AIM OF THE TASK: Please rewrite the listing below, changing "captured frame" to "live frame" wherever it occurs and keeping everything else the same. Leave the pictures out of your version.

DATA IN THIS EXERCISE:
— START —

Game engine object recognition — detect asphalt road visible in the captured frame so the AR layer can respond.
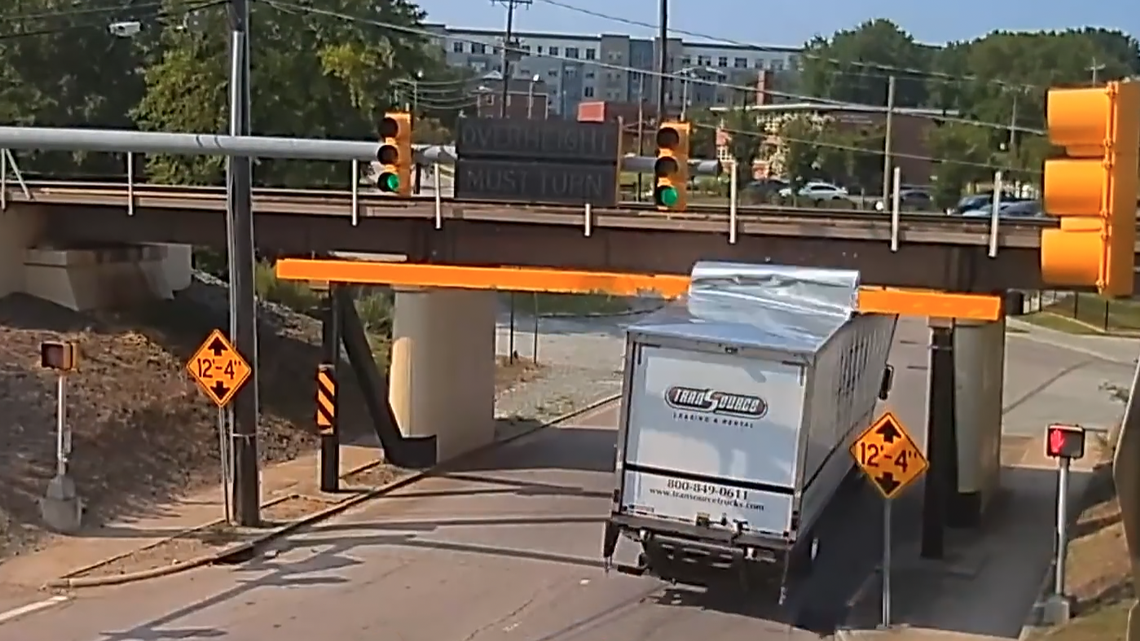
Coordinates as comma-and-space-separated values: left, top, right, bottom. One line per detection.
0, 323, 1116, 641
0, 399, 889, 641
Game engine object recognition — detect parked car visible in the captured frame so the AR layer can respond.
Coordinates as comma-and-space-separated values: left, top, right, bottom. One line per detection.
951, 190, 1026, 213
780, 180, 847, 201
962, 201, 1045, 218
874, 189, 934, 211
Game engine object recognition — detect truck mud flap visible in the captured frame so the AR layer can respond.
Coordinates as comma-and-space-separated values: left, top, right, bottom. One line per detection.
602, 521, 621, 565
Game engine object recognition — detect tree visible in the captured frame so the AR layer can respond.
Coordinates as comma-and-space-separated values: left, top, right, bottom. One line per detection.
764, 114, 823, 184
720, 108, 764, 184
0, 0, 144, 179
133, 0, 443, 186
800, 19, 931, 106
928, 123, 993, 209
686, 108, 722, 159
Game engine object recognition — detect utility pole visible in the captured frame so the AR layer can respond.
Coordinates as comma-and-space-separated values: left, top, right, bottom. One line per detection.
634, 73, 645, 202
1005, 89, 1021, 153
491, 0, 534, 117
882, 76, 895, 203
657, 0, 669, 119
226, 0, 261, 527
1084, 56, 1105, 87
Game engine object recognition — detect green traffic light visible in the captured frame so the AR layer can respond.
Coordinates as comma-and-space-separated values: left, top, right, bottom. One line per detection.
377, 172, 400, 192
657, 187, 679, 206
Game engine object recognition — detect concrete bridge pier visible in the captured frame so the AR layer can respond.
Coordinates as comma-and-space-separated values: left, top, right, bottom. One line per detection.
389, 287, 496, 461
946, 318, 1005, 528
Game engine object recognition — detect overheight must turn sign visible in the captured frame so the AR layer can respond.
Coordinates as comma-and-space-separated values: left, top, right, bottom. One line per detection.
186, 330, 252, 407
850, 412, 930, 501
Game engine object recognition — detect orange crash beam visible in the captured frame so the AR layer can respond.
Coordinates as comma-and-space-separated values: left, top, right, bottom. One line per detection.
277, 259, 1002, 321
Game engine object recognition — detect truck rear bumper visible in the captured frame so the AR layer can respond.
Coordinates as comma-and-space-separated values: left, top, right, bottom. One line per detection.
603, 514, 793, 587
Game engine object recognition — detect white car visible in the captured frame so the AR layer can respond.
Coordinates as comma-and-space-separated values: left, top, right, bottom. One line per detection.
780, 180, 847, 201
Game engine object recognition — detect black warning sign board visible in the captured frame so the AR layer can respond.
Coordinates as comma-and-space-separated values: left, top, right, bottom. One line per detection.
455, 117, 621, 206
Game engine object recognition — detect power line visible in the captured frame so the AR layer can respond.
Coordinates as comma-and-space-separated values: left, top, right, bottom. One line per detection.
538, 0, 1043, 89
0, 2, 163, 23
693, 123, 1042, 176
259, 0, 1044, 135
0, 0, 221, 40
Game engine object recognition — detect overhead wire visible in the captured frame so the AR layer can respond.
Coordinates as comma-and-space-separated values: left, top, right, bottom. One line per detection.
0, 0, 228, 40
694, 119, 1042, 176
538, 0, 1044, 89
257, 0, 1044, 135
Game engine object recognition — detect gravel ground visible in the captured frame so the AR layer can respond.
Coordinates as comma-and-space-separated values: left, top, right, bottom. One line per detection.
0, 274, 621, 559
496, 315, 652, 420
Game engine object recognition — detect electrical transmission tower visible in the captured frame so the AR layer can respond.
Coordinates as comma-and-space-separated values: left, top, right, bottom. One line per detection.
491, 0, 534, 117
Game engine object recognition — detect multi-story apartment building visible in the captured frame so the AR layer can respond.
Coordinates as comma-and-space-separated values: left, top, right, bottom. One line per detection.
431, 25, 800, 117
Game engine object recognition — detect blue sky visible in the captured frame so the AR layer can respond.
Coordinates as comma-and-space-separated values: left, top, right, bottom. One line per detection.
417, 0, 1140, 46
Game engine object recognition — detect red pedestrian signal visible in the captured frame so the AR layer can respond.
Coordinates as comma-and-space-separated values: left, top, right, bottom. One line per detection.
1045, 425, 1084, 459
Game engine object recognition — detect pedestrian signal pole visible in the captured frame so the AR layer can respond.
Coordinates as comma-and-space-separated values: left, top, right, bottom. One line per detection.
1045, 424, 1085, 624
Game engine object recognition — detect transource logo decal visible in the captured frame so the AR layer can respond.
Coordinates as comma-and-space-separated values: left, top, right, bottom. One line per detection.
665, 386, 768, 420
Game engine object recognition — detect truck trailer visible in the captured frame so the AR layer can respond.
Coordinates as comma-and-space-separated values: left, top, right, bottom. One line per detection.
602, 262, 897, 602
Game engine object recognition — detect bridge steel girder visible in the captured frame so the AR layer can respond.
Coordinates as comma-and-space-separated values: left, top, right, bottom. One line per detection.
35, 205, 1047, 293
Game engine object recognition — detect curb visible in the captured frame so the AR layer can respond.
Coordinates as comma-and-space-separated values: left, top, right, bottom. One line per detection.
43, 395, 619, 590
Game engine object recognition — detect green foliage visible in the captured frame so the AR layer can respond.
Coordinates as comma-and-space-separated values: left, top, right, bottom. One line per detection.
785, 24, 1140, 191
0, 0, 453, 187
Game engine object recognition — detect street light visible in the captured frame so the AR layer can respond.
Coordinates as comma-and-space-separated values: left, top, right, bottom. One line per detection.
527, 73, 546, 120
677, 67, 727, 120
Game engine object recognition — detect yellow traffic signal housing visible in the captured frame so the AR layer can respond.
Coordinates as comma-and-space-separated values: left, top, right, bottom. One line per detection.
653, 122, 690, 211
376, 112, 415, 196
1041, 82, 1140, 297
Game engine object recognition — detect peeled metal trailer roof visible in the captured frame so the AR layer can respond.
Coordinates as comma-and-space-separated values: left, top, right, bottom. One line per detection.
627, 261, 860, 354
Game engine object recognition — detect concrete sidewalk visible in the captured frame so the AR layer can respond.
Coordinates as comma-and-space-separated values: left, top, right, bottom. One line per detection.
846, 431, 1094, 641
0, 445, 380, 590
1005, 318, 1140, 365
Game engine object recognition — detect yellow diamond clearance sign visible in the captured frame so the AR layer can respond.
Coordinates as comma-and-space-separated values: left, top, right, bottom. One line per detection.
850, 412, 930, 501
186, 330, 253, 407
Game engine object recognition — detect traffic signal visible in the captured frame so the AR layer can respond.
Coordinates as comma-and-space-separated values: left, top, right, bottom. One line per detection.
376, 112, 415, 196
1045, 425, 1084, 459
653, 122, 689, 211
40, 341, 79, 372
1041, 81, 1140, 297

— END —

RESULT OF THE TASK:
Game engine object recognition — detect asphalt road visible in the live frame so the AR layer can respond.
Coordinates as comma-and-space-separated values: left, top, right, bottom. One line per detection.
0, 323, 1116, 641
0, 399, 889, 641
Game engine object recognition — detect parked car visible in the live frame so the AR layer can respond.
Coordinates as comma-and-space-separated values: left, top, right, bottom. One line per detection.
951, 190, 1026, 213
780, 180, 847, 201
962, 201, 1045, 218
874, 189, 934, 211
Game engine object recognition — detect truck mud flap visible in the live frame so the AR layer can respond.
Coordinates as comma-and-space-separated values: left, top, right, bottom. One line per detection.
602, 521, 621, 565
Game engine object recognition — detect tree visible in the live frame so the AR layer can respond.
Coordinates as comma-and-space-separated values: left, top, right, bottom. One line per detection.
764, 114, 823, 184
720, 108, 764, 184
0, 0, 144, 179
133, 0, 443, 186
800, 19, 931, 106
928, 123, 993, 209
686, 108, 722, 159
Game engine object recognition — detect utility pole visible in the live frame so the AR layer can respond.
Coordinates as comma-and-space-separated values: left, top, right, bottom. One line per detection.
634, 73, 645, 202
1005, 89, 1021, 153
491, 0, 534, 117
882, 76, 895, 203
657, 0, 669, 119
226, 0, 261, 527
1084, 56, 1105, 87
Game engine object recognition — detect green traffic light visible in the live frame so the AR layer can respond.
Coordinates as comma-and-space-separated values: left, top, right, bottom. One line per detection.
377, 172, 400, 192
657, 187, 679, 206
Game engine object recognition — detect concrete bridge pier visible in the live frame so the AR layer can respond.
Coordinates as comma-and-space-separated values: left, top, right, bottom. One line per detection.
389, 287, 496, 461
946, 318, 1005, 528
Game engine object recognition — detect overheight must turn sign visible in the live frame so the AR layer can respond.
Coordinates as comma-and-space-separated values: left, top, right, bottom. One line per detection.
186, 330, 252, 407
850, 412, 930, 501
Game engine object recognition — detect orange crash beam visible in the live frame so the AR layer can respond.
Coordinates as comma-and-space-separated values: left, top, right, bottom. One line per detection.
277, 259, 1002, 321
Game engine object recognition — detect truck rear bumper visible in the live frame so the AR layer can respond.
Coordinates as comma-and-space-separated values: left, top, right, bottom. One line per detection.
603, 514, 793, 587
Game engine object recognition — detect white car visible in the live frame so the AR layer can respond.
Coordinates as comma-and-space-separated values: left, top, right, bottom. One line per detection.
780, 180, 847, 201
Game engine object recognition — detect black warning sign board visible in the live frame so the AR layer can respond.
Coordinates as comma-and-space-separated values: left, top, right, bottom. One line per detection.
455, 117, 621, 206
Game engine object recognition — detect power line visible in the live frame so the AR layer can respond.
Coordinates as comma-and-space-separated values: left, top, right, bottom. One line per detection.
538, 0, 1043, 89
0, 2, 163, 23
693, 123, 1042, 176
259, 0, 1044, 135
0, 0, 221, 40
Game engine object recognition — detect overhead wire visible in the live frame so the AR layer can respond.
Coordinates as comma-and-space-separated values: left, top, right, bottom. One line per detection.
0, 0, 228, 40
694, 119, 1042, 176
538, 0, 1044, 89
257, 0, 1044, 135
Game engine object recognition — detect gravel ground visible in the live frame so the AR layer can respond.
Coordinates as comma-and-space-separated values: left, top, right, bottom. One line per detection.
0, 274, 621, 559
496, 315, 652, 420
Game engine object recognition — detect electrical transmission tower visible in the live frame so the AR layer can respond.
Coordinates as comma-and-space-separated values: left, top, right, bottom. One line per detection.
491, 0, 534, 117
Game engine object recognition — detect multi-story apartment building visible in the live frame so the AR layer can respond.
Coordinates as comma-and-space-separated values: left, top, right, bottom. One line per detection.
431, 25, 800, 117
Game engine object recognition — detect blue sky visible in the live frame so the AR layer can respond.
Coordinates as comma-and-space-separated values: left, top, right, bottom. One line per detection.
417, 0, 1140, 46
Game engine object recognition — detect red pedestrian signal visible in the live frame so the AR layer can respond.
Coordinates as comma-and-space-separated values: left, top, right, bottom. One line per detection.
1045, 425, 1084, 459
Game engine object recognition — detect pedestrian signal pole visible in the live frame so the AR layer can respond.
Coordinates as comma-and-space-separated values: left, top, right, bottom. One line per detection.
1045, 424, 1085, 624
Game engine object recognition — detect transource logo decal visible in the live frame so the AR layer can respond.
Coordinates as comma-and-space-separated values: left, top, right, bottom. One line per detection.
665, 386, 768, 420
Game engine object recognition — detect truck trailer visible in the live frame so the AR layer can respond.
Coordinates as comma-and-space-separated values: left, top, right, bottom. One line per detection.
602, 262, 897, 602
Game engine object recognition — detect bridge steel girder visible in the live frame so the AR layer can respond.
Coordinates as comma-and-space-separated values: left, top, right, bottom. One line per detection.
35, 205, 1047, 293
Game engine object recognition — detect curb visible in the live frame so the AR layer can respond.
Coordinates as comma-and-space-separated values: left, top, right, bottom. One line per detection.
43, 395, 619, 590
Game engine object recognition — detect green foliage visible in the live frame so the AR layer can respond.
Coordinates as comma-and-space-separated values: left, top, right, bottom. One line per detection.
785, 24, 1140, 191
0, 0, 453, 187
Game engine object recognition — detect street light visible in the live frame so the AR layer can respond.
Coordinates as comma-and-space-separated values: left, top, right, bottom. One line per detection.
527, 73, 546, 120
677, 67, 727, 120
Game engine object recognition — detect yellow traffic signal housing visible in the live frame so the AR layer can respond.
Coordinates as comma-and-space-separated values: left, top, right, bottom. One line per detection.
653, 122, 690, 211
376, 112, 415, 196
1041, 82, 1140, 297
Game engine object recognition — detect peeled metal trailer roof visible in the live frame so the AR layer can respond.
Coordinates as comma-and-space-separated values: left, top, right, bottom. One line per detection.
627, 261, 860, 354
Game engine object recognition — detect concrete sidewalk visible in the live frame so the AR layer can respond.
Coordinates as comma-and-space-separated values: left, top, right, bottom. One line per detection.
846, 431, 1094, 641
0, 445, 380, 590
1005, 318, 1140, 365
Game engine object recognition — detect yellow diamond clearance sign visible in the live frame so the AR layer can respond.
Coordinates as comma-and-space-separated values: left, top, right, bottom. One line per detection.
850, 412, 930, 501
186, 330, 253, 407
Game engine object recognition — detect traffic signal visible in the live frame so the AR layer can respond.
Coordinates as comma-and-space-separated values: left, top, right, bottom. One line per detection.
376, 112, 415, 196
1045, 425, 1084, 459
653, 122, 689, 211
40, 341, 79, 372
1041, 81, 1140, 297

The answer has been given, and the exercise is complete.